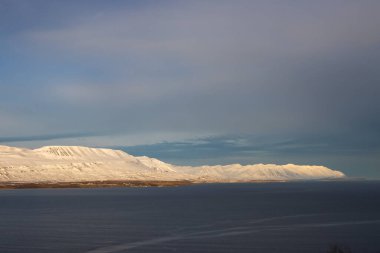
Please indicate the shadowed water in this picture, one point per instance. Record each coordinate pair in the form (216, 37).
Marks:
(269, 217)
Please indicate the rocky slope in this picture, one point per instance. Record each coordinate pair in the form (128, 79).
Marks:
(79, 164)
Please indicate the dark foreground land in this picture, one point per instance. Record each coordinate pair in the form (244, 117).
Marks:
(92, 184)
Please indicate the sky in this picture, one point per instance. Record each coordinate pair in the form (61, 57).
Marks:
(196, 82)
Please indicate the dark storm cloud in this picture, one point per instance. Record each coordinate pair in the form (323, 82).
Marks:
(10, 139)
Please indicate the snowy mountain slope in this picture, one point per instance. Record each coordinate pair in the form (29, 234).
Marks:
(74, 164)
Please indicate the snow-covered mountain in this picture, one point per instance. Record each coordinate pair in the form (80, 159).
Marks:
(74, 164)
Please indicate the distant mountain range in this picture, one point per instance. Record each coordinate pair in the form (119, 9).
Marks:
(55, 164)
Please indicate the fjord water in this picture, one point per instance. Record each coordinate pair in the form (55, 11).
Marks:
(265, 217)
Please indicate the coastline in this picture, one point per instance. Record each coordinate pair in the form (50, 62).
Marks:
(91, 184)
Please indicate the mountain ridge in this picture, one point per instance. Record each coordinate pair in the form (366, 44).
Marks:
(79, 163)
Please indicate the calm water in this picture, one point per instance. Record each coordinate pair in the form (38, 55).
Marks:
(270, 217)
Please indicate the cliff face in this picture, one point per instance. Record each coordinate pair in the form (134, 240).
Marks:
(74, 164)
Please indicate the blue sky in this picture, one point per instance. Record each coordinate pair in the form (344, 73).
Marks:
(196, 82)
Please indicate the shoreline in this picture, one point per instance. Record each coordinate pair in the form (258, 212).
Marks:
(91, 184)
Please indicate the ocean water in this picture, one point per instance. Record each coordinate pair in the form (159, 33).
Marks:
(265, 217)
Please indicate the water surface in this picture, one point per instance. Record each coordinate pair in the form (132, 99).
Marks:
(265, 217)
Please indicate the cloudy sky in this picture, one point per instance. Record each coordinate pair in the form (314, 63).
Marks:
(196, 82)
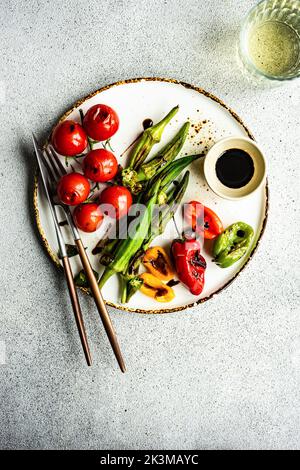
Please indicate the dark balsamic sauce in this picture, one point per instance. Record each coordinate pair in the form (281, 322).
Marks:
(147, 123)
(235, 168)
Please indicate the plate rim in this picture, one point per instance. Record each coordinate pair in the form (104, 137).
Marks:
(53, 255)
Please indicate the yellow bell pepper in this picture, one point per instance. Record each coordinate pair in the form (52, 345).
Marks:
(155, 288)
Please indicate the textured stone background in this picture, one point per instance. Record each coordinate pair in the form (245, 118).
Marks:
(225, 375)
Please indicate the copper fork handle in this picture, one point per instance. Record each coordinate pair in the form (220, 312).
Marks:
(77, 309)
(107, 323)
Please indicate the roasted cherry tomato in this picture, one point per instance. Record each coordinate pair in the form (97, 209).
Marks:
(119, 198)
(202, 220)
(190, 264)
(69, 138)
(101, 122)
(88, 217)
(158, 263)
(73, 189)
(100, 165)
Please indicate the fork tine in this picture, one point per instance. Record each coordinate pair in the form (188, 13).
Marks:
(55, 170)
(58, 161)
(45, 161)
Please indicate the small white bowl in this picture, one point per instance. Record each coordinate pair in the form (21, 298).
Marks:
(241, 143)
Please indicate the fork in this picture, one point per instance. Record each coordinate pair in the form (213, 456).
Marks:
(65, 260)
(56, 170)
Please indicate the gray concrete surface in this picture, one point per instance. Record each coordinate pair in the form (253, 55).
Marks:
(225, 375)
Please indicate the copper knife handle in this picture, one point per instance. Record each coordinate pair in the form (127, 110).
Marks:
(104, 315)
(76, 309)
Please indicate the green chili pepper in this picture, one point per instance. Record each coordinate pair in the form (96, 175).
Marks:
(232, 244)
(150, 136)
(127, 248)
(131, 177)
(169, 174)
(131, 282)
(165, 156)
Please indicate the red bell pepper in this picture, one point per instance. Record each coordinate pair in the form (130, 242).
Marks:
(190, 264)
(202, 220)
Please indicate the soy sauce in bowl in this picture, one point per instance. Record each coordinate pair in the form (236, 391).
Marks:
(235, 168)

-- What you have to do --
Copy out all the lines above word for word, leaving out the pictures.

-- Written response --
Please indicate the shadowed water in this picture, one point per instance. Record each coordinate pair in the form (216, 37).
Marks:
(269, 217)
Please indicate the rocky slope in this picture, one point per instance. Record each coordinate pair in the form (128, 79).
Marks:
(79, 164)
Please indicate the dark foreground land in this picture, one point per instance. Record each coordinate pair in the form (244, 117).
Marks:
(92, 184)
Please indicate the sky in this picture, one point per instance. Record each coordinate pair in the form (61, 57).
Marks:
(196, 82)
Please indicate the dark storm cloud in this picture, one point per instance. Record each coordinate pair in the form (323, 82).
Marks:
(10, 139)
Please indicate the snowy mountain slope in this picture, one point per instance. Record each coordinate pair in the form (29, 234).
Marks:
(74, 164)
Please indicate the snow-covered mountain in this picture, one point per instance. Record each coordinate pair in the form (80, 159).
Marks:
(74, 164)
Please indicate the distant mountain range in this picture, one point per instance. Record each coordinate pair in the form (119, 9).
Marks:
(55, 164)
Please indicate the fjord water in this picture, one point per instance. Record each coordinate pair in the form (55, 11).
Marks:
(265, 217)
Please indicate the coastline in this picture, one point per instance. Record each coordinate pair in the form (50, 62).
Marks:
(91, 184)
Please indicate the mountain ridge in this picture, one point per instance. Record each coordinate pair in the form (366, 44).
Marks:
(79, 163)
Please indicate the calm water in this picture, one point per instance. Record each coordinate pair in the form (38, 55).
Marks:
(270, 217)
Please indicate the cliff face in this picture, one point per instance. Record each coordinate pair in the form (134, 240).
Marks:
(74, 164)
Please indicate the blue sky in this picture, one point per instance. Record each coordinate pair in the form (344, 73).
Marks:
(196, 82)
Please indicate the shoreline in this picture, one point per instance. Record each coordinate pair in the form (258, 212).
Marks:
(91, 184)
Please indicate the ocean water in this picture, one point per instance. Record each coordinate pair in the form (159, 33).
Marks:
(265, 217)
Please indicate the water surface in this picture, one point per instance. Record each coordinate pair in the form (132, 99).
Marks:
(265, 217)
Please indicate the cloudy sky in this picture, one point per instance. Record each coordinate pair in the form (314, 63).
Marks:
(196, 82)
Please indicate the dark balsamic sauce in this picture, one point per instance. Record each coordinate pair in the form (281, 322).
Marks:
(147, 123)
(235, 168)
Please indicate the plate rim in this picture, one point per instance. Record each coordinate pair in the form (104, 137).
Marks:
(53, 255)
Please indicate the yellow bell pepper in this picture, one point per instance. Record each coordinate pair in the form (52, 345).
Marks:
(155, 288)
Please indicate the textured stone background in this picture, one point per instance. Record each coordinate pair in the form (245, 118).
Marks:
(225, 375)
Please indicate the copper fork handle in this picture, one point per instance. Record each coordinate pair in the form (220, 312).
Marks:
(77, 309)
(107, 323)
Please indicate the roasted cherry tomato in this picture, one point per instance. Record each coordinate pair in the form (97, 209).
Marks:
(119, 198)
(202, 220)
(190, 264)
(69, 138)
(101, 122)
(88, 217)
(158, 263)
(73, 189)
(100, 165)
Please indicate the fork tine in this picture, one point per instance. Record each coordinate pair in the form (188, 13).
Marks:
(55, 170)
(58, 161)
(45, 161)
Please indicate the small white bowl in this picture, one point per instance. Record each coordinate pair in the form (21, 298).
Marks:
(241, 143)
Please indicate the fork in this picture, one point per instance. Record each coordinate pair in the form (213, 456).
Marks:
(65, 260)
(56, 170)
Please indicate the gray concrete surface in this picture, one point per instance. Record each coordinate pair in the form (253, 55).
Marks:
(225, 375)
Please indicate the copper knife handle in this picture, one point per instance. Record each coordinate pair in the form (127, 110).
Marks:
(104, 315)
(76, 309)
Please indicate the green chili pepper in this picture, one point per instance. Record each coordinate pair in the form (96, 175).
Marks:
(232, 244)
(150, 136)
(127, 248)
(131, 177)
(169, 174)
(131, 282)
(165, 156)
Please indicate the red bell pepper in this picture, one point per instance. Record each coordinate pair in the form (130, 242).
Marks:
(190, 264)
(202, 220)
Please indicate the soy sauce in bowl in this picture, one point per instance. Record each coordinate pair in the form (236, 391).
Marks:
(235, 168)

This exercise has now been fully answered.